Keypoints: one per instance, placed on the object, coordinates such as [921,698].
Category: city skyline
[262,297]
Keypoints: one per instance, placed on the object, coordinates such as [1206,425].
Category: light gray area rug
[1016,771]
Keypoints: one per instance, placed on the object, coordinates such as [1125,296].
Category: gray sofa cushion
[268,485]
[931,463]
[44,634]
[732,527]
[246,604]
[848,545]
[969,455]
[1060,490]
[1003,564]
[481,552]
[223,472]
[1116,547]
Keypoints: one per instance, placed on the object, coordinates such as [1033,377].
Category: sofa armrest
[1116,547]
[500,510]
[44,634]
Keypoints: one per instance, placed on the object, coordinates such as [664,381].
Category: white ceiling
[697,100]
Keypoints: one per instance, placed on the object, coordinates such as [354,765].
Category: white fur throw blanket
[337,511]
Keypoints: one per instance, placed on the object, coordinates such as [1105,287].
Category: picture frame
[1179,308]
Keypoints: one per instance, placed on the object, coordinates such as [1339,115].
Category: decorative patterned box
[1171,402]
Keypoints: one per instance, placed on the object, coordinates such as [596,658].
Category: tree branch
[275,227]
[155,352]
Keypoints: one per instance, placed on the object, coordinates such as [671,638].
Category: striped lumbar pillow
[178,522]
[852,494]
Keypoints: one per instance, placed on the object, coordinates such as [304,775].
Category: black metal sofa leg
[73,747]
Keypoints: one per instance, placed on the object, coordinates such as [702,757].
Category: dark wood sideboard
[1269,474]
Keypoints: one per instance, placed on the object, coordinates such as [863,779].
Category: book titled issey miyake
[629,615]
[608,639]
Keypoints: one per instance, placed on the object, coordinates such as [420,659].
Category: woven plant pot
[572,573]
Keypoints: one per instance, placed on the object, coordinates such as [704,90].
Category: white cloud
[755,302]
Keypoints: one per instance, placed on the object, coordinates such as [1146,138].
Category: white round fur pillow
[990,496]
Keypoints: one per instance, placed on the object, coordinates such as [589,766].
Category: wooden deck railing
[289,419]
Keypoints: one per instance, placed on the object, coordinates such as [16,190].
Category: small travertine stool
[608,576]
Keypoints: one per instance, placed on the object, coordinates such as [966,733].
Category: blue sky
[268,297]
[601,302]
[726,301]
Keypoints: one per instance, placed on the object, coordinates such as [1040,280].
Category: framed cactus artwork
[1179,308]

★ ★ ★ ★ ★ ★ ★

#### EXERCISE DESCRIPTION:
The required output is the exact sequence of lines from the one containing "such as [671,638]." through the end of the listing, both endpoints included.

#### COMPLETED TASK:
Keypoints: one per instance, placed on the object, coordinates such as [671,638].
Category: striped lumbar pillow
[178,522]
[852,494]
Keypoints: one per instance, placed on the object, coordinates such as [304,775].
Category: black metal sofa leg
[73,747]
Keypoints: one per instance, placed on the object, coordinates such as [702,757].
Category: dark wood sideboard
[1269,474]
Keypoints: one per instance, placed on the object, coordinates such as [863,779].
Category: book titled issey miyake
[629,615]
[608,639]
Keypoints: one per instance, placed on the object, coordinates such as [420,659].
Category: woven plant pot
[572,573]
Keypoints: one per instance, placed on the object, coordinates such as [704,90].
Category: white cloud
[755,302]
Keypoints: one per instance, placed on the object, coordinates such as [1146,138].
Category: white round fur pillow
[990,496]
Keypoints: one per instance, placed on the object, coordinates such as [589,766].
Category: wooden deck railing
[289,419]
Keypoints: one per instance, placed on the object, coordinates such as [16,190].
Category: small travertine stool
[608,576]
Keypoints: one per instance, placed on the object, coordinates such as [966,733].
Category: blue sky
[268,297]
[601,302]
[726,301]
Keypoints: one per instance, placed on the object, coordinates such as [1040,280].
Category: framed cactus artwork
[1179,308]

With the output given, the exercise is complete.